▶ _TEXT_
Re: Advice for piping many CSVs with different columns names to one bigQuery table

2018-09-28 Thread Ziyad Muhammed
Hi Eila,

I'm not sure if I understand the complexity of your problem.
If you do not have to perform any transformation on the data inside CSVs
and just need to load them to Bigquery, isn't it enough to use bqload with
schema autodetect ?
https://cloud.google.com/bigquery/docs/schema-detect

Best
Ziyad


On Thu, Sep 27, 2018 at 9:35 PM OrielResearch Eila Arich-Landkof <
e...@orielresearch.org> wrote:

> Thank you!
> Probably around 50.
>
> Best,
> Eila
>
> On Thu, Sep 27, 2018 at 1:23 AM Ankur Goenka  wrote:
>
>> Hi Eila,
>>
>> That seems reasonable to me.
>>
>> Here is a reference on writing to BQ
>> https://github.com/apache/beam/blob/1ffba44f7459307f5a134b8f4ea47ddc5ca8affc/sdks/python/apache_beam/examples/complete/game/leader_board.py#L326
>>
>> May I know how many distinct column are you expecting across all files?
>>
>>
>> On Wed, Sep 26, 2018 at 8:06 PM OrielResearch Eila Arich-Landkof <
>> e...@orielresearch.org> wrote:
>>
>>> Hi Ankur / users,
>>>
>>> I would like to make sure that the suggested pipeline can work for my
>>> needs.
>>>
>>> So, additional clarification:
>>> - The CSV files have few common and few different columns. Each CSV file
>>> represent a sample measurements record.
>>>
>>> - When the CSVs merged together, I expect to have one table with
>>> combined columns from all samples. Will your suggested pipeline allow that?
>>>
>>> - If I understand correctly the following pipeline:
>>>
>>> *Read files => Parse lines => Generate pCollections for each column =>
>>> GroupBy column name => Write to BQ*
>>>
>>> *Read files:* will generate a pCollection from each CSV line (=file)
>>> *Parse Lines*: will extract the column name and its matching value
>>> (generate a tuple)
>>> *Generate pCollection for each column:* will generate a pCollection
>>> from the tuple
>>> *GroupBy: *will merge each column name with all the relevant samples
>>> values (does it need to know the column names to group by or will it
>>> automatically use the tuple key? )

▶ _TASK LIST_
a - List every stage of the pipeline that the thread on loading CSVs into BigQuery gives in its arrow-separated sequence, in order.
b - Answer these questions from the thread on loading CSVs into BigQuery:
(i) About how many distinct columns does Eila expect across all files?
(ii) According to Eila, what does each CSV file represent?
(iii) On what date did Ziyad Muhammed post his reply?
The material after this point comes from a separate source and is unrelated to the thread.

▶ _SUPPLIED ENTRIES_
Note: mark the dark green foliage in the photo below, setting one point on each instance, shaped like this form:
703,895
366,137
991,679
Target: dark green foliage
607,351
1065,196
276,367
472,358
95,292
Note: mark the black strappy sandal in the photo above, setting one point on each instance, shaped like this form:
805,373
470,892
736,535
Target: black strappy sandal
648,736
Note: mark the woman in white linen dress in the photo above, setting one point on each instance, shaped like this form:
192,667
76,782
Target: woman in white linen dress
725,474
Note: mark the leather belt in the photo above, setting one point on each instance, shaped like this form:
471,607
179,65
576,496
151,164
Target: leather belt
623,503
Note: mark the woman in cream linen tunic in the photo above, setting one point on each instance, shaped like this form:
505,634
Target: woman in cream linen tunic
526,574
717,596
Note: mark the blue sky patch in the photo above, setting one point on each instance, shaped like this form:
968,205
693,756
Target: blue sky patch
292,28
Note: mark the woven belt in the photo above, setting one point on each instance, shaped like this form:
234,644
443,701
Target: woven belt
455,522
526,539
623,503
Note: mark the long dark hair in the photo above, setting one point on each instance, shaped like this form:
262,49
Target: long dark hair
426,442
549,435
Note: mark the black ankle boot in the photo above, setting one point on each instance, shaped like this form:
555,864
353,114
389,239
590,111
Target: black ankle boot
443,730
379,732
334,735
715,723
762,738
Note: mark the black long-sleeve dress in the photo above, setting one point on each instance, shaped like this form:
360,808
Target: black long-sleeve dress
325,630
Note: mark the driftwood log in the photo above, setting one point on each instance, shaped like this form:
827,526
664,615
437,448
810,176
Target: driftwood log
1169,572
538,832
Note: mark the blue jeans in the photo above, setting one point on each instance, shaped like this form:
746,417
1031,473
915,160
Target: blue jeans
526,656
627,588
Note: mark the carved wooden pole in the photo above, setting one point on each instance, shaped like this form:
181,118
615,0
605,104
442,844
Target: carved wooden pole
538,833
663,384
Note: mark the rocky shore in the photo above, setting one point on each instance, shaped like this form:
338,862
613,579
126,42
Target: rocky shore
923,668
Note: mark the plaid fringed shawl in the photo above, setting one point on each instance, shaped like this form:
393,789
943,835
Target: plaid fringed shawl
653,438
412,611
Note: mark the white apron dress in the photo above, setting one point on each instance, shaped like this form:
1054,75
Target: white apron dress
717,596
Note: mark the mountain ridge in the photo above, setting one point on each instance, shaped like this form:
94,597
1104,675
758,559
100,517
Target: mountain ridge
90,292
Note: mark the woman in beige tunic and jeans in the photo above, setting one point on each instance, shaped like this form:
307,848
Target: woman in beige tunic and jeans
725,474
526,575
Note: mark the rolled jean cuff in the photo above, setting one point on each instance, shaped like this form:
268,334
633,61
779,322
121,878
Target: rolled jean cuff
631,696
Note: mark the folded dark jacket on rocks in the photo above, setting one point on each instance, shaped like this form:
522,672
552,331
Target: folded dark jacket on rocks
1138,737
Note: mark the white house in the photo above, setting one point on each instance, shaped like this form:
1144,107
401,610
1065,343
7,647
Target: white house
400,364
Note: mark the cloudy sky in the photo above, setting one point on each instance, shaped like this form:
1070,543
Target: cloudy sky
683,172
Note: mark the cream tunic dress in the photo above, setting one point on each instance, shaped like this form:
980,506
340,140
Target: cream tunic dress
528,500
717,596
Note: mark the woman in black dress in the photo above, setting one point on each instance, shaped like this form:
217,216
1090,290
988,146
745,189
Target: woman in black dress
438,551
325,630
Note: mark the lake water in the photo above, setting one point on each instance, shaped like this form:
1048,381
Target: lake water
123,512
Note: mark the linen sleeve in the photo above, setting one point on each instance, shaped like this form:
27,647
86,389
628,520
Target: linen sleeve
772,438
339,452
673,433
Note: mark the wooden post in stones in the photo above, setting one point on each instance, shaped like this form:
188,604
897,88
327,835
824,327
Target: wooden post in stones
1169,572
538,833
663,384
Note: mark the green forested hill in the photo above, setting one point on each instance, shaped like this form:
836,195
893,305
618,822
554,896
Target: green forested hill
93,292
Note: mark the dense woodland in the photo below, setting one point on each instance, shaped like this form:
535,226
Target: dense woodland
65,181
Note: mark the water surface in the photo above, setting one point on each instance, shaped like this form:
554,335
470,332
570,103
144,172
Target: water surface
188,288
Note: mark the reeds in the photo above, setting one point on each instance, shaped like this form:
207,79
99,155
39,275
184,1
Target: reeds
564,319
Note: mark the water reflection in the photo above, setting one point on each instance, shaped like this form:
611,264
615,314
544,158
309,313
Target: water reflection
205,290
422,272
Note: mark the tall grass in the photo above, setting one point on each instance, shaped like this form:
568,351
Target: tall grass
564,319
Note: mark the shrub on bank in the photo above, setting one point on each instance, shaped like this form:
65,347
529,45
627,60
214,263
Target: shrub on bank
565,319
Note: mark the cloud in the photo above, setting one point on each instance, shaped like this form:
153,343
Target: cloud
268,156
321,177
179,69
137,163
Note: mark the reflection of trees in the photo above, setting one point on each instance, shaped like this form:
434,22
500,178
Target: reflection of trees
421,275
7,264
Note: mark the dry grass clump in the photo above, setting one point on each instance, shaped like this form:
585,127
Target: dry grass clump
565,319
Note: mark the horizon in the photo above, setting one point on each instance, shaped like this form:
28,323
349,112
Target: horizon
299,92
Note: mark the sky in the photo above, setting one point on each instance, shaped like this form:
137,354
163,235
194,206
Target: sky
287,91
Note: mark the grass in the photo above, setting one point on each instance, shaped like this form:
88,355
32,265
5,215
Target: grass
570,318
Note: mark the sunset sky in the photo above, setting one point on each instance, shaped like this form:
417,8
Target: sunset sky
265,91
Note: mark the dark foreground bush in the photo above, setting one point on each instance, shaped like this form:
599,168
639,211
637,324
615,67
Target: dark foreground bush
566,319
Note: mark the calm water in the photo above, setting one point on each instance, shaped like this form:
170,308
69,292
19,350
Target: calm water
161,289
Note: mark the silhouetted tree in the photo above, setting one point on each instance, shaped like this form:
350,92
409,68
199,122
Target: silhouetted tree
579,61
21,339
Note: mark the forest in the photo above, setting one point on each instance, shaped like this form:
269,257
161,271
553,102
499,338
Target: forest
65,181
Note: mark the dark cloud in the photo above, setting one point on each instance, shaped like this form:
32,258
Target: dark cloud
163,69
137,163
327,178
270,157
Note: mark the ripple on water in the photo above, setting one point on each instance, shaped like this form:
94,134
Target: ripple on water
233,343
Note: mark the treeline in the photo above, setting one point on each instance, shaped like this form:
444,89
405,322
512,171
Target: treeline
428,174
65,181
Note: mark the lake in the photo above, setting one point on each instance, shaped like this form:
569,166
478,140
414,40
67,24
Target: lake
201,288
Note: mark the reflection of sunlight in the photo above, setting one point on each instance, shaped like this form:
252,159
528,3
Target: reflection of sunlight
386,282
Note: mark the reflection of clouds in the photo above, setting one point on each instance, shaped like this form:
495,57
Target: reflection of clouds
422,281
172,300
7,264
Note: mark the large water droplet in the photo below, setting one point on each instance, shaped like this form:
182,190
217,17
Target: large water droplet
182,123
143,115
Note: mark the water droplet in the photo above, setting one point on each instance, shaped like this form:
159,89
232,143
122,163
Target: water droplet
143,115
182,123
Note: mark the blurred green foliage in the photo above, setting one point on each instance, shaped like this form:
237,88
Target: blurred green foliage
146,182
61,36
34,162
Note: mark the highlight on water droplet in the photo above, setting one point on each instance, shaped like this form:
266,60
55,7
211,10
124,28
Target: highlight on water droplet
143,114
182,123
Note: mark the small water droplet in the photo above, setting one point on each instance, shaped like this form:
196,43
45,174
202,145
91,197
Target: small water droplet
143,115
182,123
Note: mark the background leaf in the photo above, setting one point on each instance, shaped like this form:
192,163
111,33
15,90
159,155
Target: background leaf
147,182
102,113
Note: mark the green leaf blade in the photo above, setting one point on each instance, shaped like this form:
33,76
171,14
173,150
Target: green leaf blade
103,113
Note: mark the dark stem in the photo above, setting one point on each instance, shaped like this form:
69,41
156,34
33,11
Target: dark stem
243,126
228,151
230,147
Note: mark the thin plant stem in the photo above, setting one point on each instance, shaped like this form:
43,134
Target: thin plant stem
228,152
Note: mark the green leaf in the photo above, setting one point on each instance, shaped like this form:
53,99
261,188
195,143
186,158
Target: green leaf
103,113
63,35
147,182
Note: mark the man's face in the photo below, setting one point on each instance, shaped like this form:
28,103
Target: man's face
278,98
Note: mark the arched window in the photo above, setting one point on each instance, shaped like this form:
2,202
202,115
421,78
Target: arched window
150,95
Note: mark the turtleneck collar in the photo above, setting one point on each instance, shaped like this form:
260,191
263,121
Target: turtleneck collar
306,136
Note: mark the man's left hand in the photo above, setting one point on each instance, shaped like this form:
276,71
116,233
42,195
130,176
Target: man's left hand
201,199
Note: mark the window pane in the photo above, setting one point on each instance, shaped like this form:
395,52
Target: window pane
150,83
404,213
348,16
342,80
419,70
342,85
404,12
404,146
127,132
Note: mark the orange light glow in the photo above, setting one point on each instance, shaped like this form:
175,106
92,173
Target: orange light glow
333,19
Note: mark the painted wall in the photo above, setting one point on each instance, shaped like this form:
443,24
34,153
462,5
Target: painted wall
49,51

▶ _CORRECT ANSWERS_
a -
Read files
Parse lines
Generate pCollections for each column
GroupBy column name
Write to BQ

b -
(i) Around 50.
(ii) A sample measurements record.
(iii) 2018-09-28.